— TEXTABSCHNITT —
________________________

Zusammenfassung
Zu Beginn des dritten Corona-Jahres melden viele Länder Rekordzahlen an Infektionen. Deshalb werden vielerorts neue Strategien diskutiert, z.B. wie große Teile der Bevölkerung weiterhin regelmäßig auf Sars-CoV-2 getestet werden können. In Deutschland werden die besonders präzisen, aber aufwändigen PCR-Tests knapp und sollen rationiert werden. Doch normale Antigen-Schnelltests haben unter bestimmten Bedingungen eine geringere Sensitivität und stellen deshalb keinen zuverlässigen Ersatz dar. Der Hörfunk-Beitrag des Deutschlandfunks stellt nun eine mögliche Alternative vor: automatisierte Antigentests, die verlässlichere Ergebnisse bringen als die Testkits für zu Hause, und einen hohen Durchlauf an Tests ermöglichen. Leider bleiben die Angaben zu den automatisierten Antigentests vage, es werden keinerlei Studien dazu erwähnt, die genauen Vorteile nur grob skizziert. So wird zum Beispiel eine zentrale Aussage des Beitrags, der Labortest reiche in der Genauigkeit an einen PCR-Test heran, in keiner Weise belegt. Die Zuhörer*innen erfahren nicht, ob die Empfindlichkeit des Tests validiert wurde, wer ggf. diese Studien durchgeführt hat, und ob eine Publikation dazu vorliegt. So können die Leserinnen und Leser nach der Lektüre nicht wirklich nachvollziehen, warum dieses Verfahren eine sinnvolle Alternative sein könnte.
Die Kriterien
1. Die POSITIVEN EFFEKTE sind ausreichend und verständlich dargestellt (NUTZEN).
2. Die RISIKEN & NEBENWIRKUNGEN werden angemessen berücksichtigt.

________________________

— VORLIEGENDE ANGABEN —
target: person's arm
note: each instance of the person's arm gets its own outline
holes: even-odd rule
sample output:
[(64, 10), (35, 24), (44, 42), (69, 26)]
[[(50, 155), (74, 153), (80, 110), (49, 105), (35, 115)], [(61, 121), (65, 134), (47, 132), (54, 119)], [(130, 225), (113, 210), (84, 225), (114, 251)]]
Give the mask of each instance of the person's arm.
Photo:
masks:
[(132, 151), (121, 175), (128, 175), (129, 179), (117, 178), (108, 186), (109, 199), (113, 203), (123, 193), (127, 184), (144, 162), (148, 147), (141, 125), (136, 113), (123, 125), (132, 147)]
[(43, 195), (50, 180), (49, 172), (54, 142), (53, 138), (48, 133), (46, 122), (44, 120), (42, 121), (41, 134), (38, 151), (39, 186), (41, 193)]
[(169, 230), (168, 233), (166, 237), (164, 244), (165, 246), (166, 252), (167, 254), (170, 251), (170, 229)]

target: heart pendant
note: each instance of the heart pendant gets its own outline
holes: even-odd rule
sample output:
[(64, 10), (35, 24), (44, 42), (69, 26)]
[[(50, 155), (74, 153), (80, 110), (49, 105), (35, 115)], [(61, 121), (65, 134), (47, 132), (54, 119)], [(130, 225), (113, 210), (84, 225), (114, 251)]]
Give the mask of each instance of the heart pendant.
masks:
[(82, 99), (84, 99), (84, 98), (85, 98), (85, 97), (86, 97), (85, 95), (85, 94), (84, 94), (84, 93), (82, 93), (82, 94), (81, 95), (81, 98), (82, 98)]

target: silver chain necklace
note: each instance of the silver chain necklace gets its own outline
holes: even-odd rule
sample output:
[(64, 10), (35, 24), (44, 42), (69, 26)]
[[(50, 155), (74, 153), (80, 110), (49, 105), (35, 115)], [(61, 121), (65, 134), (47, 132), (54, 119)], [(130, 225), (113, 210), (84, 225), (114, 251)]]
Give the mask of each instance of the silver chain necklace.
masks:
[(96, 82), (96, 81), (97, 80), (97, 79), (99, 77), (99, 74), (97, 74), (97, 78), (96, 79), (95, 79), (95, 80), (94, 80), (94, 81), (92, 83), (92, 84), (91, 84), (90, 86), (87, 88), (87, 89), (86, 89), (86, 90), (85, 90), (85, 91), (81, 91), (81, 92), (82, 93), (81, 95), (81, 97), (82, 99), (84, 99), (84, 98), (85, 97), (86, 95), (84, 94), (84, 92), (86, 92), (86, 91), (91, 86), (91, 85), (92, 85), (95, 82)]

________________________

— AUFGABENSTELLUNG —
Erklären Sie anhand der Zusammenfassung in ein bis drei Sätzen, warum die Leserinnen und Leser nicht nachvollziehen können, weshalb automatisierte Antigentests eine sinnvolle Alternative sein könnten.

— ERWARTETE ANTWORT —
Die Angaben zu den automatisierten Antigentests bleiben vage, es werden keine Studien erwähnt und die Vorteile nur grob skizziert. Auch die zentrale Aussage, der Labortest reiche in der Genauigkeit an einen PCR-Test heran, wird nicht belegt. Man erfährt weder, ob die Empfindlichkeit des Tests validiert wurde, noch, wer entsprechende Studien durchgeführt hat oder ob eine Publikation dazu vorliegt.